─── SOURCE PASSAGE

Choice is needed in order to move from $|A|\cdot|B|=|\bigcup_{a\in A}B_a|$, where $B_a$ is some set of cardinality $B$. Namely, infinite unions are not necessarily the same as a product, not as freely as we take them when we assume AC.

If, however, $B_a=\{a\}\times B$, for example, then that's fine, as the union is exactly $A\times B$, which is by definition the set whose cardinality is $|A|\cdot|B|$.


So $\aleph_0\cdot2^{\aleph_0}$ is the cardinality of $\Bbb{N\times R}$. As you identify correctly, that is a subset of $\Bbb{R\times R}$, which without choice, has the same cardinality as $\Bbb R$ itself. And finally, Cantor–Bernstein is also choice-free, so we are done.

It's not true, however, that a countable union of sets of size $2^{\aleph_0}$ each is also of size $2^{\aleph_0}$. For example, if $A$ is a set which is a countable union of countable sets $A_n$, but it cannot be linearly ordered (e.g., it is a union of finite sets), then taking $R_n=\Bbb R\times\{n\}\cup A_n$. Since each $A_n$ is countable (or finite), we get that $R_n$ has size $2^{\aleph_0}$.

──────

OBJECTIVES:
• A. Answer these from the passage on cardinality without choice:
(i) Which set is said to have cardinality ℵ₀·2^ℵ₀?
(ii) Which theorem does it call choice-free?
(iii) When B_a = {a} × B, what is the union exactly?
• B. List every Cartesian product written with the × sign in the passage on cardinality without choice.
• C. Echo the passage on cardinality without choice word for word, beginning at the words "Choice is needed" and stopping after the words "cardinality is $|A|\cdot|B|$.".

─── STORED DATA

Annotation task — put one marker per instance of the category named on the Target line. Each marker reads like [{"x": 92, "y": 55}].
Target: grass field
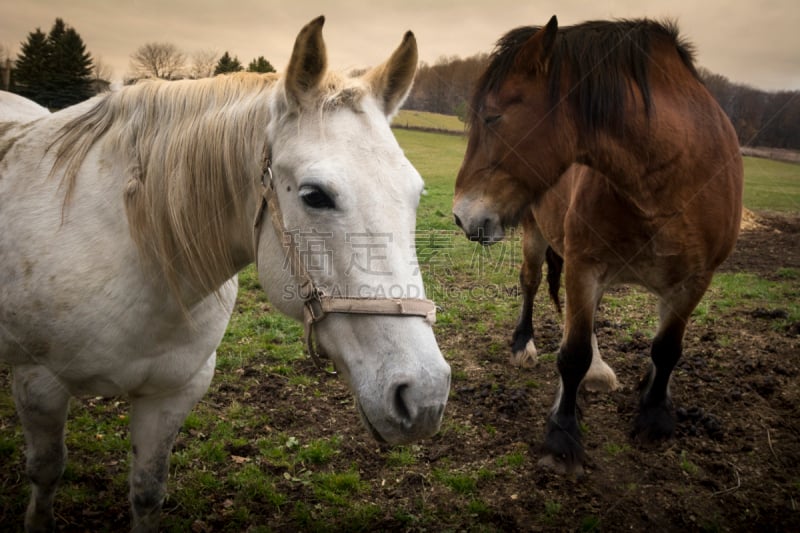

──────

PER-TASK OUTPUTS:
• A.
(i) ℕ × ℝ
(ii) Cantor–Bernstein
(iii) A × B

• B.
{a} × B
A × B
ℕ × ℝ
ℝ × ℝ
ℝ × {n}

• C.
Choice is needed in order to move from $|A|\cdot|B|=|\bigcup_{a\in A}B_a|$, where $B_a$ is some set of cardinality $B$. Namely, infinite unions are not necessarily the same as a product, not as freely as we take them when we assume AC.

If, however, $B_a=\{a\}\times B$, for example, then that's fine, as the union is exactly $A\times B$, which is by definition the set whose cardinality is $|A|\cdot|B|$.